**Stated problem**
Please return the full listing below without altering anything.

(Labeled-object pointing entries)
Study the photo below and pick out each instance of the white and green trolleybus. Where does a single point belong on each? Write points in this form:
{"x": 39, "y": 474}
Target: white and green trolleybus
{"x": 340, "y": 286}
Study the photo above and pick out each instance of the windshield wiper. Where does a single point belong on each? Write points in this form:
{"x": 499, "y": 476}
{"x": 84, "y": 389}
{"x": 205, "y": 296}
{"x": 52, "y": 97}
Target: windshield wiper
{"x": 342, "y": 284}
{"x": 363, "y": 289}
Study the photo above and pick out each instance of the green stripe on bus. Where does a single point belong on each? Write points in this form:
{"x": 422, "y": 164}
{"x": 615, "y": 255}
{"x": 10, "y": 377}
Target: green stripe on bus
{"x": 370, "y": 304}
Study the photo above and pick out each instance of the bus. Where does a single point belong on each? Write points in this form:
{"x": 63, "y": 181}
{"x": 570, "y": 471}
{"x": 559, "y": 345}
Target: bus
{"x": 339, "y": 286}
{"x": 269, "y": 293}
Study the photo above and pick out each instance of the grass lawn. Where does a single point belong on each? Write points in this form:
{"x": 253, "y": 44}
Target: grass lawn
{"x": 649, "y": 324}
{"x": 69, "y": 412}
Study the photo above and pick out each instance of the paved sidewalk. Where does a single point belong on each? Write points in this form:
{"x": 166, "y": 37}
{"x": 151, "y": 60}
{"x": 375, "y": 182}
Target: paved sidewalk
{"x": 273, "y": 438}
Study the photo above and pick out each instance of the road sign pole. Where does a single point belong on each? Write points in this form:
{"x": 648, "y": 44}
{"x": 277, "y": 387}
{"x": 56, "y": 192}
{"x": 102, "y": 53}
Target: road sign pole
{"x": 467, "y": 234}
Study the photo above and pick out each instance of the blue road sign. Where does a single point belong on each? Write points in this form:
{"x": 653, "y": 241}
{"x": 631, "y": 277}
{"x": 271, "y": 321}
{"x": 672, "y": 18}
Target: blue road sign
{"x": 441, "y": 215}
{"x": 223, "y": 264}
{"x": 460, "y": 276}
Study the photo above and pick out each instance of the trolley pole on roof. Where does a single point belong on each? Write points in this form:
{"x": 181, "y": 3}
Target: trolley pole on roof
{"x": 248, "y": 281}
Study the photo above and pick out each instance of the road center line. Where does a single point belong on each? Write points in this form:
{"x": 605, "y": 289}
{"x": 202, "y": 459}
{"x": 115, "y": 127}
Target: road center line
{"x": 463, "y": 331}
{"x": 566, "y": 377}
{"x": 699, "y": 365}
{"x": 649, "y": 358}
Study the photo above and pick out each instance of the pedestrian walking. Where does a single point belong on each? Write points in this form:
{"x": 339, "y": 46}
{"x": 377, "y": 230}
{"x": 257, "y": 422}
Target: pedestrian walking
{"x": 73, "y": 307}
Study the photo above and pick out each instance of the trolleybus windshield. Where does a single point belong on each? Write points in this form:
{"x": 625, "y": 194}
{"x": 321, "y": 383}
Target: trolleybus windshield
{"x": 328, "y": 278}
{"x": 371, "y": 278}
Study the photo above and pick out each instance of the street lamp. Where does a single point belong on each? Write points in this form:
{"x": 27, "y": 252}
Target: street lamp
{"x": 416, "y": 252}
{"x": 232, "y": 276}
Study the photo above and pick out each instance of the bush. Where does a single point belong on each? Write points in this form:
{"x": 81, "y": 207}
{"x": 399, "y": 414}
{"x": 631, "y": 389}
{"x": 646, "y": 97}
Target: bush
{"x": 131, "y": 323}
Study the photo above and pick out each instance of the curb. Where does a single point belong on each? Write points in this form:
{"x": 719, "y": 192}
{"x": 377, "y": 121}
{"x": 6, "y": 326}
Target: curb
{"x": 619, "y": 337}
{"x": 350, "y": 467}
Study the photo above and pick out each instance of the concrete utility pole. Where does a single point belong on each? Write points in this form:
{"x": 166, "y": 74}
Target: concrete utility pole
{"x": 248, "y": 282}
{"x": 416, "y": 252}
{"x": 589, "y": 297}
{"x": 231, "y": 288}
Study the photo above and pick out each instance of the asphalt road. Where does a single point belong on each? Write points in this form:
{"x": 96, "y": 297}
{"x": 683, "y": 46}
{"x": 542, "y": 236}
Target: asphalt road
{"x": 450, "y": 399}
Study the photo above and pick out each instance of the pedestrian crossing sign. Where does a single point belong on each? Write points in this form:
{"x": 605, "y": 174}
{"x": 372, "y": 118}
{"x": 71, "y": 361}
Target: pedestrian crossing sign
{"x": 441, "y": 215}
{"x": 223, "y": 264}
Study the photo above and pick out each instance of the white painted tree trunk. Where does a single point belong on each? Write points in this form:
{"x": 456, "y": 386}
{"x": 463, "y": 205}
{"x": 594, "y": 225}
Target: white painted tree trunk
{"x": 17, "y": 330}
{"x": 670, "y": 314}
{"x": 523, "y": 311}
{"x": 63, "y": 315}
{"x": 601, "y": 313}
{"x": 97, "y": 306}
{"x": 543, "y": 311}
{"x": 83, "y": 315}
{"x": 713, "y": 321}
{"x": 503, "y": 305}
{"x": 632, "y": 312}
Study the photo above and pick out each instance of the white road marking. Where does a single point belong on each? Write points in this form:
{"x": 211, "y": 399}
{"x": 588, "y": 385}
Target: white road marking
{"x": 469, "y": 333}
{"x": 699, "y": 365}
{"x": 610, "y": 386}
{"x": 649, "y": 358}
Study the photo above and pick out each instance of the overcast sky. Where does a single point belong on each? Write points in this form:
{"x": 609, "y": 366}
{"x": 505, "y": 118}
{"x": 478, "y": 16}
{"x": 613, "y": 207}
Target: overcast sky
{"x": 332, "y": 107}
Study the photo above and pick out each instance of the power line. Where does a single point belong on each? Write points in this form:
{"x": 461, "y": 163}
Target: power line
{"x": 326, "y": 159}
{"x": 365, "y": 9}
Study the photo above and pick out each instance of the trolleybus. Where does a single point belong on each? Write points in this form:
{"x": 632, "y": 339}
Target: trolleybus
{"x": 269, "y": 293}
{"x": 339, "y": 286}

**Answer to this task**
Study the photo below and pick out each instance of the white and green trolleybus. Where does a single point belong on each? Write points in this form:
{"x": 39, "y": 474}
Target: white and green trolleybus
{"x": 340, "y": 286}
Study the photo above and pick out each instance of the windshield wiper. Where does a single point belong on each? Write points in this form:
{"x": 499, "y": 476}
{"x": 84, "y": 389}
{"x": 205, "y": 296}
{"x": 52, "y": 97}
Target: windshield wiper
{"x": 342, "y": 284}
{"x": 363, "y": 289}
Study the photo above and pick out each instance of the green stripe on bus. Where does a single point belong on each? Write points in this form:
{"x": 422, "y": 164}
{"x": 615, "y": 255}
{"x": 10, "y": 377}
Target: green stripe on bus
{"x": 370, "y": 304}
Study the photo above and pick out each instance of the bus. Where does a single point belong on each? Write points in this form:
{"x": 63, "y": 181}
{"x": 570, "y": 471}
{"x": 559, "y": 345}
Target: bus
{"x": 339, "y": 286}
{"x": 269, "y": 293}
Study the photo above and pick out each instance of the grass lawn. Where does a single point belong on each? Write points in this form:
{"x": 253, "y": 44}
Target: grass lawn
{"x": 649, "y": 324}
{"x": 69, "y": 412}
Study the photo above and pick out each instance of the paved sidewalk. Where does a single point belong on each? Write points in this form:
{"x": 166, "y": 37}
{"x": 151, "y": 60}
{"x": 375, "y": 182}
Target: paved sidewalk
{"x": 273, "y": 438}
Study the photo above and pick out each instance of the road sign pole. Where does a single point belong on each? Write points in this form:
{"x": 648, "y": 44}
{"x": 277, "y": 387}
{"x": 56, "y": 192}
{"x": 102, "y": 53}
Target: road sign pole
{"x": 467, "y": 234}
Study the photo above and pick out each instance of the blue road sign. Where does a single point belong on each? Write points in this form:
{"x": 653, "y": 241}
{"x": 631, "y": 277}
{"x": 271, "y": 321}
{"x": 672, "y": 18}
Target: blue road sign
{"x": 441, "y": 215}
{"x": 223, "y": 264}
{"x": 460, "y": 276}
Study the photo above and pick out each instance of the trolley pole on roof. Where does a single point belong on each? Write points in this form:
{"x": 181, "y": 3}
Target: trolley pole on roof
{"x": 248, "y": 281}
Study the photo above and pick out each instance of the road center line. Where does a single point belong on each? Write points in this form:
{"x": 605, "y": 289}
{"x": 202, "y": 459}
{"x": 115, "y": 127}
Target: road center line
{"x": 463, "y": 331}
{"x": 566, "y": 377}
{"x": 699, "y": 365}
{"x": 649, "y": 358}
Study the photo above and pick out each instance of the pedestrian walking. Where does a single point belong on each? Write points in this form:
{"x": 339, "y": 46}
{"x": 377, "y": 230}
{"x": 257, "y": 422}
Target: pedestrian walking
{"x": 73, "y": 307}
Study the photo above and pick out each instance of the trolleybus windshield. Where does a single point belong on each? Write points in this form:
{"x": 625, "y": 194}
{"x": 321, "y": 383}
Target: trolleybus windshield
{"x": 328, "y": 278}
{"x": 371, "y": 278}
Study the photo above and pick out each instance of the street lamp. Where does a single point belong on each? Write points in this form:
{"x": 27, "y": 252}
Target: street lamp
{"x": 416, "y": 252}
{"x": 232, "y": 276}
Study the photo above and pick out each instance of the bush. Where does a single point belong on each? Write points in this form:
{"x": 81, "y": 207}
{"x": 399, "y": 414}
{"x": 631, "y": 389}
{"x": 646, "y": 97}
Target: bush
{"x": 131, "y": 323}
Study the photo above and pick out each instance of the curb. Where does a single point belong on each? Write points in this form:
{"x": 719, "y": 192}
{"x": 377, "y": 121}
{"x": 6, "y": 326}
Target: curb
{"x": 619, "y": 337}
{"x": 350, "y": 467}
Study the photo above and pick out each instance of the concrete utility pole. Where does a single point belong on each? Write points in this form:
{"x": 166, "y": 74}
Target: concrete utility pole
{"x": 248, "y": 282}
{"x": 416, "y": 252}
{"x": 589, "y": 297}
{"x": 231, "y": 288}
Study the photo above and pick out each instance of the asphalt road. Where does a single point belong on each? Write points in this form:
{"x": 96, "y": 297}
{"x": 683, "y": 46}
{"x": 542, "y": 236}
Target: asphalt road
{"x": 450, "y": 399}
Study the photo above and pick out each instance of the pedestrian crossing sign. Where does a single point belong on each? Write points in this form:
{"x": 605, "y": 174}
{"x": 372, "y": 118}
{"x": 71, "y": 361}
Target: pedestrian crossing sign
{"x": 441, "y": 215}
{"x": 223, "y": 264}
Study the photo above and pick out each instance of the white painted tree trunk. Where does a single point belong on each? Write points in this form:
{"x": 456, "y": 386}
{"x": 463, "y": 205}
{"x": 594, "y": 225}
Target: white painted tree trunk
{"x": 17, "y": 330}
{"x": 670, "y": 314}
{"x": 523, "y": 311}
{"x": 63, "y": 315}
{"x": 601, "y": 313}
{"x": 97, "y": 306}
{"x": 543, "y": 311}
{"x": 83, "y": 315}
{"x": 713, "y": 321}
{"x": 503, "y": 305}
{"x": 632, "y": 312}
Study the photo above and pick out each instance of the white road marking. Where does a single point belong on each? Write points in this form:
{"x": 211, "y": 399}
{"x": 588, "y": 385}
Target: white road marking
{"x": 469, "y": 333}
{"x": 699, "y": 365}
{"x": 610, "y": 386}
{"x": 649, "y": 358}
Study the photo above and pick out each instance of the overcast sky. Where does a single point belong on each? Write points in this form:
{"x": 609, "y": 366}
{"x": 505, "y": 118}
{"x": 478, "y": 16}
{"x": 613, "y": 207}
Target: overcast sky
{"x": 332, "y": 107}
Study the photo above and pick out each instance of the power line. Where does a single point belong on each? Write points in this form:
{"x": 461, "y": 163}
Target: power line
{"x": 326, "y": 159}
{"x": 365, "y": 9}
Study the photo above and pick out each instance of the trolleybus. Where does a single point belong on each? Write points in this form:
{"x": 632, "y": 339}
Target: trolleybus
{"x": 269, "y": 293}
{"x": 339, "y": 286}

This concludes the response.